SELECTION
>>>
UNO Fest 2018. Interview with Guest Indigenous Curator Yolanda Bonnell

UNO Fest 2018. Interview with Guest Indigenous Curator Yolanda Bonnell.

Yolanda Bonnell is the very first guest curator at UNO Fest. She kindly answered questions not only about her role as curator, but also as the creator of bug, one of the shows in the festival.

How do you see your role as Guest Indigenous Curator?

Well I was definitely honoured to be asked to be guest curator for the festival.  I see it as an opportunity to highlight and bring another Indigenous solo show and expose it to new and different audiences.

To your mind what is the most important aspect?

The most important aspect for me was to ensure that I chose an Indigenous woman’s piece.  Indigenous women are the most disrespected and silenced voice.  We see that in our Missing and Murdered Women and Girls and the way in which we are treated by settlers.  To me, it is vitally important to find any way we can to raise up the voices of our Indigenous women.

What do you wish to impart to the audiences in Victoria?
<<<
[Location annotation dataset excerpts]
>>>
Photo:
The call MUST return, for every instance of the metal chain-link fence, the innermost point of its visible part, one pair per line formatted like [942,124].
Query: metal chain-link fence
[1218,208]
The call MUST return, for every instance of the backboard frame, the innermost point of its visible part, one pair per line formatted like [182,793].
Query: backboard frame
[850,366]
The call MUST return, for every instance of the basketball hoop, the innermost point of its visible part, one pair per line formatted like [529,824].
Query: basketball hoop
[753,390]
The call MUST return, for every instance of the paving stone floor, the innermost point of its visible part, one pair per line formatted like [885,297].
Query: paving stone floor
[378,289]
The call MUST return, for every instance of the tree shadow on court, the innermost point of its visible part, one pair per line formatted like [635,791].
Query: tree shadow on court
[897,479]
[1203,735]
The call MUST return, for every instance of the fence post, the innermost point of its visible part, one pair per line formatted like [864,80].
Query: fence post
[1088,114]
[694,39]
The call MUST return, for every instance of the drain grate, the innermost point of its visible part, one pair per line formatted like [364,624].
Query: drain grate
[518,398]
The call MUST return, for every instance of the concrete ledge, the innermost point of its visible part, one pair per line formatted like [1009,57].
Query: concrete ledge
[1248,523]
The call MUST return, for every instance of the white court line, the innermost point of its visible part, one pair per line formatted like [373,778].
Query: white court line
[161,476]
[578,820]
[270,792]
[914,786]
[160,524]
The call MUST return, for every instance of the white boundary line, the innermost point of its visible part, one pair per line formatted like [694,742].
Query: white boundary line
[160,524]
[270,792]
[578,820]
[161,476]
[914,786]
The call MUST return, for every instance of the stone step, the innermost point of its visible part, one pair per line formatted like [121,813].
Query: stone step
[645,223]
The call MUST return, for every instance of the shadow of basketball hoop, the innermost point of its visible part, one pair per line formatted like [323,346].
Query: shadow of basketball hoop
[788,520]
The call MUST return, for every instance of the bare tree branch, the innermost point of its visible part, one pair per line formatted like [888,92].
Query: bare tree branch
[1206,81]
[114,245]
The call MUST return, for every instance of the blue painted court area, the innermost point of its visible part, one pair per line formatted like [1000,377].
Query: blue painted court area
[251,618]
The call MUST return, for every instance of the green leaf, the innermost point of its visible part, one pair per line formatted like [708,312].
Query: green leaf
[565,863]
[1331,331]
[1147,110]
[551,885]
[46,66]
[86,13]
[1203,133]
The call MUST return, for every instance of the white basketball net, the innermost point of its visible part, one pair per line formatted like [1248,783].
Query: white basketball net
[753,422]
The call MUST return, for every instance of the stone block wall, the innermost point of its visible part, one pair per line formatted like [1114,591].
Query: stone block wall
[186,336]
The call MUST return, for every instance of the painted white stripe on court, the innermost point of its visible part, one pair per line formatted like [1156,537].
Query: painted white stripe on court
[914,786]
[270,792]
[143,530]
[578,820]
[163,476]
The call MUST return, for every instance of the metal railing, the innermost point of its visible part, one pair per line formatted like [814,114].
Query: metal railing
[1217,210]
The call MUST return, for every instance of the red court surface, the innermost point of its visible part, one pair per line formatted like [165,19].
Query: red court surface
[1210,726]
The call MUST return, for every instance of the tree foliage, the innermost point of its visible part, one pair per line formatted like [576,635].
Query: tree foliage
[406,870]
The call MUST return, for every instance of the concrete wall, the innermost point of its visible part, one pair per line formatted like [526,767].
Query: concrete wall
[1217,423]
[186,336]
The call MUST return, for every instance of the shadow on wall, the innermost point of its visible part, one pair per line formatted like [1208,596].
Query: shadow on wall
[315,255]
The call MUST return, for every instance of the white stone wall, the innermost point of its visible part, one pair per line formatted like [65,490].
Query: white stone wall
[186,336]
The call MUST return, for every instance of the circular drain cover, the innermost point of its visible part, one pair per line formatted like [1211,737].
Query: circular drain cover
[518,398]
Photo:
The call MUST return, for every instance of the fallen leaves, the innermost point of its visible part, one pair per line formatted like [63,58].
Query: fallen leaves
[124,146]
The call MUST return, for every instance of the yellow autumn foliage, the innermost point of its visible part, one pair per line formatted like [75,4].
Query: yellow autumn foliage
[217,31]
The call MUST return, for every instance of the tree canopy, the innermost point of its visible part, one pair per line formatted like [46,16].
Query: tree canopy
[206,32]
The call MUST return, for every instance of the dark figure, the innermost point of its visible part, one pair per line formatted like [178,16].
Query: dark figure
<<<
EXERCISE SET
a. Based on the interview with Yolanda Bonnell, why did she make choosing an Indigenous woman's piece her top priority as curator? Answer in one to three sentences.
b. Carry on the interview with Yolanda Bonnell from its last line, not the listing.

RESPONSES IN ORDER
a. She sees Indigenous women as the most disrespected and silenced voice, as shown by the Missing and Murdered Women and Girls and by how settlers treat them. So she feels it is vitally important to find any way to raise up their voices.

b.
I wish to impart a level of representation to our Indigenous audiences in Victoria.  It’s important that we feel seen and know that we’re not alone in many of our experiences.  So, I hope that there are Native women that come and feel like Darla and I are telling stories that they can relate to.  And for our settler audience members, I hope they can see that our voices and stories are valid and important and need to be supported.

You’ll be working with the Victoria Native Friendship Centre to offer workshops to youth—how did that come about?

The workshops were an idea I came up with a couple of years ago, after graduating from theatre school.  I realized the importance of storytelling and using my voice and that there were so many different ways to communicate our stories.  I wanted to impart that knowledge and teaching onto Indigenous youth.  I truly believe that art can change things and I believe that it must start with our youth.  There’s a feeling of hopelessness with them and really, who can blame them?  This country isn’t helping them.  This is why there are youth suicide crises in our communities.  The leaders in this country are ignoring them and to feel like the world doesn’t care if you live or die? That white men can get away with murdering us, murdering our young brothers and sisters?  That is deep pain.  Our youth need healing.  They need to feel like they matter; that their voices matter.  That their stories matter.  Being a creator changed the way I saw myself and gave me a hope that I couldn’t find anywhere else.  My goal for these workshops is that these young folks find a way that they are comfortable with, to use their voices and tell their stories and maybe they connect with something and maybe it gives them hope and maybe then they can start healing through art.

As someone coming to Lekwungen territory, Heather (Lindsay) mentions you approached the local community—why was this important?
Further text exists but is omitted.